>> BEGIN

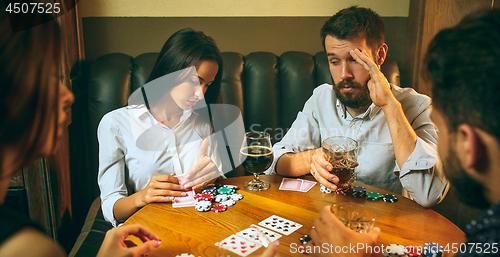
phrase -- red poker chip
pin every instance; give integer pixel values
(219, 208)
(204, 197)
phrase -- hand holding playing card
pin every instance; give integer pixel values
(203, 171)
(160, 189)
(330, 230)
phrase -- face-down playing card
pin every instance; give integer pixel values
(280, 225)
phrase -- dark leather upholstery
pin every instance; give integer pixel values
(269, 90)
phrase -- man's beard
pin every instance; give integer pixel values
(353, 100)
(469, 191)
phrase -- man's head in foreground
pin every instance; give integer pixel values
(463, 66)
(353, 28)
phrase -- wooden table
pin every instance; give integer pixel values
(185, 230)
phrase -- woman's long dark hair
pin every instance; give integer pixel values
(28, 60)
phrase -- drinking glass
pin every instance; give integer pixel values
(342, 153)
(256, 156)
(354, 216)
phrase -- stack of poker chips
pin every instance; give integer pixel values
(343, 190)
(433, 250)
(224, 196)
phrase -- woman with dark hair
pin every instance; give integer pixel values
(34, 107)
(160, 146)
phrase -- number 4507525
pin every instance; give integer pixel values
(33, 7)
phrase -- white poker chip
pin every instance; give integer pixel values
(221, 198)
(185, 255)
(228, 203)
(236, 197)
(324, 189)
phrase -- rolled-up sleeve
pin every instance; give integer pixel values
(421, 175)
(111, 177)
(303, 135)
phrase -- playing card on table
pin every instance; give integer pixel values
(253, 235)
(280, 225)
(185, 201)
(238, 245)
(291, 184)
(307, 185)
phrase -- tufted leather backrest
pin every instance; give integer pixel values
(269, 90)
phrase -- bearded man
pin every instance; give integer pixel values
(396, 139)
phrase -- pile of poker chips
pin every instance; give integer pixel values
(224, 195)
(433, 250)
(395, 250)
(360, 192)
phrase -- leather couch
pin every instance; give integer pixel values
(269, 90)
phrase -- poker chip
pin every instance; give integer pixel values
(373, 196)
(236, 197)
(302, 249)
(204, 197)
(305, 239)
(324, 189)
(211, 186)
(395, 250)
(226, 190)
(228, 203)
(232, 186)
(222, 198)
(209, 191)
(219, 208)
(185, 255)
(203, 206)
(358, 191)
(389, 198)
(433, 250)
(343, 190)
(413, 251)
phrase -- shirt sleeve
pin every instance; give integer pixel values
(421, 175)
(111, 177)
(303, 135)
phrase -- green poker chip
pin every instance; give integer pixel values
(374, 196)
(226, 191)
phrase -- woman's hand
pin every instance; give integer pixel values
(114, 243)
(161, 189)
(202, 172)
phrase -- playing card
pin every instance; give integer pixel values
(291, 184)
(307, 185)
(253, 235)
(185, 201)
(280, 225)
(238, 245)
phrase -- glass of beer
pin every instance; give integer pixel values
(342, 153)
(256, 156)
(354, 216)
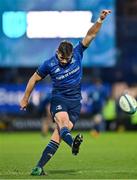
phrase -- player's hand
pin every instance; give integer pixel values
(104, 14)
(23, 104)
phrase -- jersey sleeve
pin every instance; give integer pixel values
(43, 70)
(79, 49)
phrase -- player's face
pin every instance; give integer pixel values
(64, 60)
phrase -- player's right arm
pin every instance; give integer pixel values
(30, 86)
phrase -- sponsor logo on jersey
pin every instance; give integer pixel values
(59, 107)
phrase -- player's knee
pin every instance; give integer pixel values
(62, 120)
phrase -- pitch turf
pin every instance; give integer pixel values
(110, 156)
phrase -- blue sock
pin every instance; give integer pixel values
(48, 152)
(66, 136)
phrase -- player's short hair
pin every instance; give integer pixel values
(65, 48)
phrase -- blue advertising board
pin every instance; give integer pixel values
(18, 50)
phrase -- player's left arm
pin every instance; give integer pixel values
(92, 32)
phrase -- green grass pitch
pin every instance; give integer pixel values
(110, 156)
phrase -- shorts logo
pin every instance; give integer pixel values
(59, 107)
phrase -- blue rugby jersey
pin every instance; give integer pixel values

>> END

Directions: Update all the records above by replacing each "integer pixel values" with "whole-number pixel coordinates" and leaving everything else unchanged. Omit the pictures from your answer.

Correct response:
phrase -- red poker chip
pin every instance; give whole-number pixel coordinates
(219, 208)
(204, 197)
phrase -- hand holding playing card
pin every instance; give whole-number pixel coordinates
(203, 171)
(160, 189)
(330, 230)
phrase -- face-down playing card
pin every instance; give whole-number pixel coordinates
(280, 225)
phrase -- dark leather upholstery
pin every instance; give whole-number pixel coordinates
(269, 90)
phrase -- man's beard
pin every instance; give whole-number pixel coordinates
(353, 100)
(469, 191)
phrase -- man's head in foreground
pin every instance; give whole-number pixel coordinates
(463, 66)
(353, 28)
phrase -- wooden table
pin every instance; give whole-number pixel coordinates
(185, 230)
phrase -- woman's long dark hair
pin every instance; give whole-number pixel coordinates
(28, 60)
phrase -- drinking glass
pin every instance; give whole-number pixel coordinates
(342, 153)
(256, 156)
(354, 216)
phrase -- stack of poker chips
pin every instance; give whole-number pixel coordinates
(343, 190)
(433, 250)
(224, 196)
phrase -- woman with dark hair
pin every instance; give whole-number pixel coordinates
(34, 107)
(160, 146)
phrase -- number 4507525
pin every instance; give whole-number pixel coordinates
(33, 7)
phrase -- white poker chip
pin every instance; give whole-number pixel coordinates
(221, 198)
(185, 255)
(228, 203)
(236, 197)
(324, 189)
phrase -- rolled-up sleeve
pin every instance; give whole-number pixel coordinates
(421, 175)
(111, 177)
(303, 135)
phrase -- playing card on table
pin every instance; give whole-number pixel coordinates
(253, 235)
(280, 225)
(185, 201)
(238, 245)
(291, 184)
(307, 185)
phrase -- tufted leather backrest
pin every instance; give whole-number pixel coordinates
(269, 90)
phrase -- bearded man
pin every instance; give whole-number pixel coordinates
(396, 139)
phrase -- pile of poker chips
pin every instance; give whole-number pixel coordinates
(224, 195)
(433, 250)
(395, 250)
(360, 192)
phrase -- leather couch
pin every instance; give whole-number pixel coordinates
(269, 90)
phrase -- poker chip
pin every instance; give whole-number pixel coordinates
(373, 196)
(236, 197)
(302, 249)
(204, 197)
(305, 239)
(324, 189)
(211, 186)
(395, 250)
(226, 190)
(228, 203)
(232, 186)
(222, 198)
(209, 191)
(219, 208)
(185, 255)
(203, 206)
(358, 191)
(389, 198)
(433, 250)
(343, 190)
(413, 251)
phrase -- shirt sleeve
pin every instance; give whole-number pixel coordinates
(421, 175)
(111, 177)
(303, 135)
phrase -- green poker chip
pin every instance; give whole-number pixel coordinates
(374, 196)
(226, 191)
phrase -- woman's hand
pin every instance; give whole-number pixel coordinates
(114, 243)
(161, 189)
(202, 172)
phrase -- playing card
pin every instance; give whole-number pixel coordinates
(291, 184)
(307, 185)
(253, 235)
(185, 201)
(280, 225)
(238, 245)
phrase -- glass of beer
pin every instance; give whole-number pixel coordinates
(342, 153)
(256, 156)
(354, 216)
phrase -- player's hand
pin every instance; give whole-number pixel coordinates
(104, 14)
(23, 104)
phrase -- jersey sleeve
pin every instance; give whole-number pixel coordinates
(43, 70)
(79, 49)
phrase -- player's face
pin every instance; give whole-number pixel coordinates
(64, 60)
phrase -- player's right arm
pin every instance; give whole-number pixel coordinates
(30, 86)
phrase -- sponsor logo on jersey
pin every instance; give whole-number pixel coordinates
(59, 107)
phrase -- player's knee
pin every instance; give whole-number pixel coordinates
(62, 120)
phrase -- pitch turf
pin every instance; give whole-number pixel coordinates
(110, 156)
phrase -- blue sock
pin every instance; give whole-number pixel coordinates
(48, 152)
(66, 136)
phrase -- player's short hair
pin every instance; give whole-number pixel coordinates
(65, 48)
phrase -- blue advertising board
pin every instance; give whole-number pixel coordinates
(18, 50)
phrase -- player's left arm
pin every instance; give whole-number pixel coordinates
(92, 32)
phrase -- green grass pitch
pin every instance; give whole-number pixel coordinates
(110, 156)
phrase -- shorts logo
pin every instance; give whole-number pixel coordinates
(59, 107)
phrase -- blue rugby jersey
pin every instance; give whole-number pixel coordinates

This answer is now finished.